TASK TO COMPLETE: Copy the data below exactly, omitting any picture it contains.

- - -

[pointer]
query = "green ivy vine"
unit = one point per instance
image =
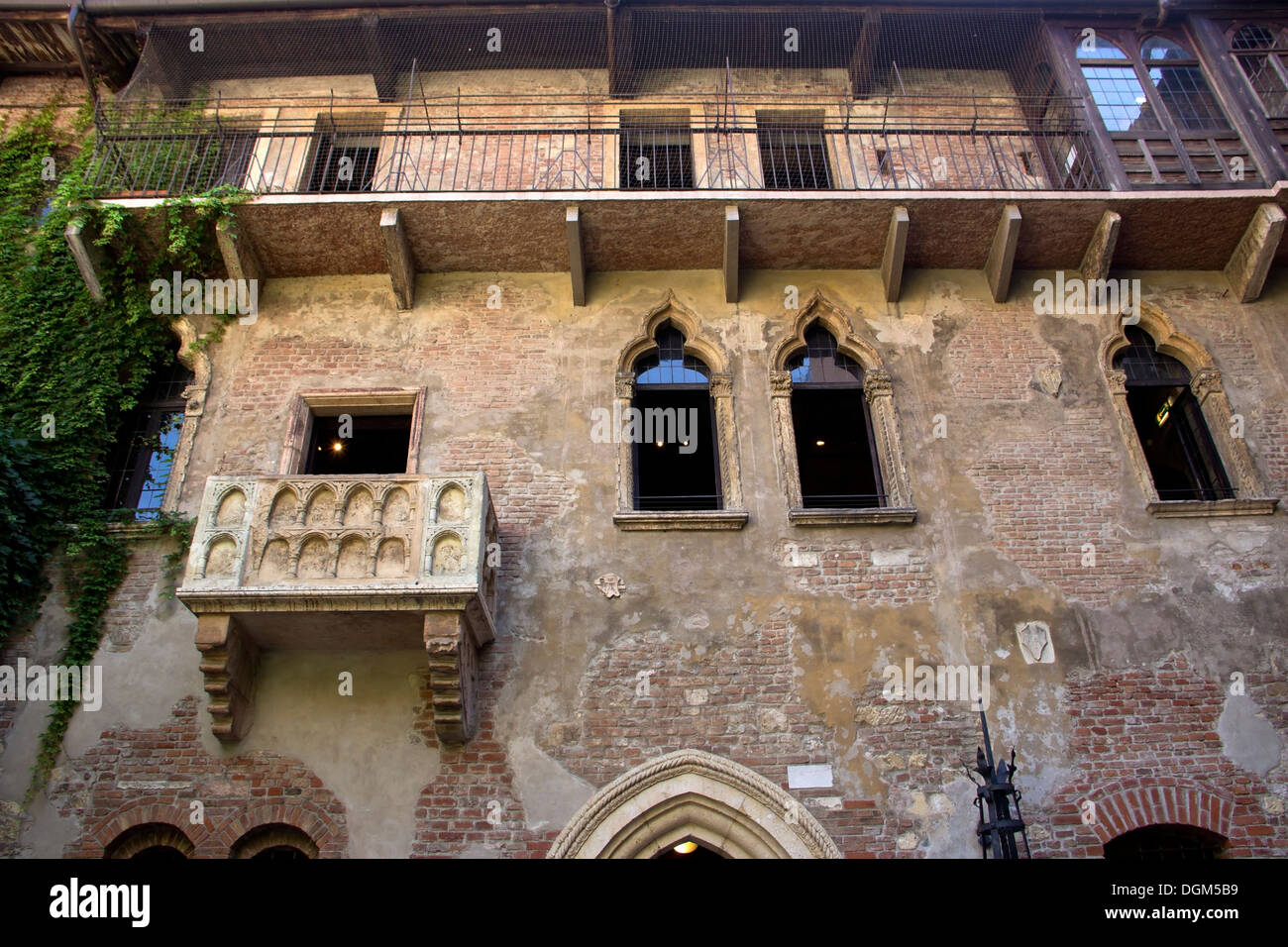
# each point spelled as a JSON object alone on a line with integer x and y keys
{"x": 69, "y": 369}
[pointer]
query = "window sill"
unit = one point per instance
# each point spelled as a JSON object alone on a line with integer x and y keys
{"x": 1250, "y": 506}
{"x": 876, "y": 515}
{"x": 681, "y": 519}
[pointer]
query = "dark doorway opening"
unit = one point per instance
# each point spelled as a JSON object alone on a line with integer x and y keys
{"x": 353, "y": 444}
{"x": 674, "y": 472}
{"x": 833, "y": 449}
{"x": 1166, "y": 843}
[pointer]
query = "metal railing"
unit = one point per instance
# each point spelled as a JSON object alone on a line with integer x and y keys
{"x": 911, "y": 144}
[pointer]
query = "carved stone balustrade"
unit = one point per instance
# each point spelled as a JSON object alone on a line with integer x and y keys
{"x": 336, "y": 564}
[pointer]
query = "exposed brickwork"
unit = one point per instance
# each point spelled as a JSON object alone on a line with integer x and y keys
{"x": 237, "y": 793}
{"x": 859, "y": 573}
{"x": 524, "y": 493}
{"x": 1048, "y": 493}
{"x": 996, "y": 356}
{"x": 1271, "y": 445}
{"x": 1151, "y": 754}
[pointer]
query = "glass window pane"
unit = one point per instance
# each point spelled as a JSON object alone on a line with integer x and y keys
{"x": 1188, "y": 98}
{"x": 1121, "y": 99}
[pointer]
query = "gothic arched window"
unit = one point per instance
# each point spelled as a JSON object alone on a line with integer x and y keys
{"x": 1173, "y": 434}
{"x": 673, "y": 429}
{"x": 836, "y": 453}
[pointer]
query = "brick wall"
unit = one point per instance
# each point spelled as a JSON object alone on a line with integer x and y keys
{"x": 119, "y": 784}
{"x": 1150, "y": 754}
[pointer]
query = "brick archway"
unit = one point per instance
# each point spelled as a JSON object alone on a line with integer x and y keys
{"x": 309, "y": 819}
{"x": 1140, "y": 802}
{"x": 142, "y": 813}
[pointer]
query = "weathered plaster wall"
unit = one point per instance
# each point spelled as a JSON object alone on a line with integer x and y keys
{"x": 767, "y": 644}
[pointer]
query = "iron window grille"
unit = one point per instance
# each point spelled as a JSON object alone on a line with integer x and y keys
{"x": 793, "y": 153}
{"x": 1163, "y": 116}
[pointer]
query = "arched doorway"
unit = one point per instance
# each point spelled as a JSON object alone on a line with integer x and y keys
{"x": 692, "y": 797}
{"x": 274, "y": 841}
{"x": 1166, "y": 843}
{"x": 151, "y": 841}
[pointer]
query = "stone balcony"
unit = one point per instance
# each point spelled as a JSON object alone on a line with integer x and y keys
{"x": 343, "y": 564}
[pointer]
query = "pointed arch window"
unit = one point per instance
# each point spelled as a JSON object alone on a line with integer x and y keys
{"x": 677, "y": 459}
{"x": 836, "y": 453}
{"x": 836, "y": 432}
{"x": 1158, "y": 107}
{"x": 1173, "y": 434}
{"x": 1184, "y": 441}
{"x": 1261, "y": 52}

- - -

REPLY TO THE EXERCISE:
[pointer]
query = "green ivy vine"
unit = one point per instance
image =
# each point spelled as a JSON object alone on a line with integer x and y keys
{"x": 69, "y": 369}
[pointer]
query = "window sill"
unit = one point per instance
# each point spelled as a JSON object alone on a line with integer x and y keys
{"x": 1250, "y": 506}
{"x": 876, "y": 515}
{"x": 681, "y": 519}
[pointer]
query = "dark doorway opening"
unit = one point per instance
# each point spelled as a JSON object alone on a line with integer x and y keys
{"x": 353, "y": 444}
{"x": 674, "y": 472}
{"x": 833, "y": 449}
{"x": 1166, "y": 843}
[pointer]
query = "metal railing"
unit = one point per instance
# each point spelled as a JSON object alone on a line with integer x and y keys
{"x": 911, "y": 144}
[pointer]
query = "carved stone balustrade"
unit = one point per instance
# each point spelled as a JSON object alone on a line with integer x and y keys
{"x": 336, "y": 564}
[pointer]
query = "exposed brickwork"
unit = one point per instance
# each point spelled as a JSON object alone on a line with integer x and y keys
{"x": 237, "y": 793}
{"x": 859, "y": 573}
{"x": 524, "y": 493}
{"x": 1048, "y": 493}
{"x": 996, "y": 356}
{"x": 1271, "y": 445}
{"x": 1151, "y": 754}
[pointer]
query = "glass window pane"
unit = one point per instance
# each point spelled as a JSON object alone on a line with integer x and y keys
{"x": 1188, "y": 98}
{"x": 1121, "y": 99}
[pointer]
query = "gothic arched window"
unit = one point per instance
# each point spelled as a JSON object alone on a line with integer x and y keys
{"x": 1173, "y": 434}
{"x": 673, "y": 429}
{"x": 836, "y": 453}
[pointer]
query = "brick wall"
unit = one point per instance
# each point spelled as a JSON object alone on a line with integer x and y keys
{"x": 119, "y": 784}
{"x": 1150, "y": 754}
[pointer]
query = "brick archway"
unit = one point per instance
# each point spelled as a JSON object alone on a line with integer x and y keys
{"x": 309, "y": 819}
{"x": 1140, "y": 802}
{"x": 142, "y": 813}
[pointer]
query = "weathered plaster wall"
unit = one point per instance
# each point spelled as a JSON object alone on a line with integer x and y keys
{"x": 767, "y": 644}
[pointer]
query = "iron window grille"
unit = one point per instance
# each point spelled as a JSON object alone on a line with integer x and y keys
{"x": 793, "y": 153}
{"x": 1163, "y": 116}
[pointer]
query = "arched doorway"
unit = one point per instance
# each point spelled as a JSON object alone on a line with integer x and y keys
{"x": 692, "y": 797}
{"x": 274, "y": 841}
{"x": 1166, "y": 843}
{"x": 151, "y": 841}
[pointer]
query = "stone balcony"
unit = one point per instance
# each point spelled as a JSON object alone on a line with integer x and y keys
{"x": 343, "y": 564}
[pointer]
query = "pointed arch window"
unit = one point per instance
# each point spelled as a JSON object alone on a line with integer x and y keys
{"x": 677, "y": 459}
{"x": 836, "y": 453}
{"x": 836, "y": 432}
{"x": 1158, "y": 107}
{"x": 1173, "y": 434}
{"x": 1184, "y": 441}
{"x": 1261, "y": 52}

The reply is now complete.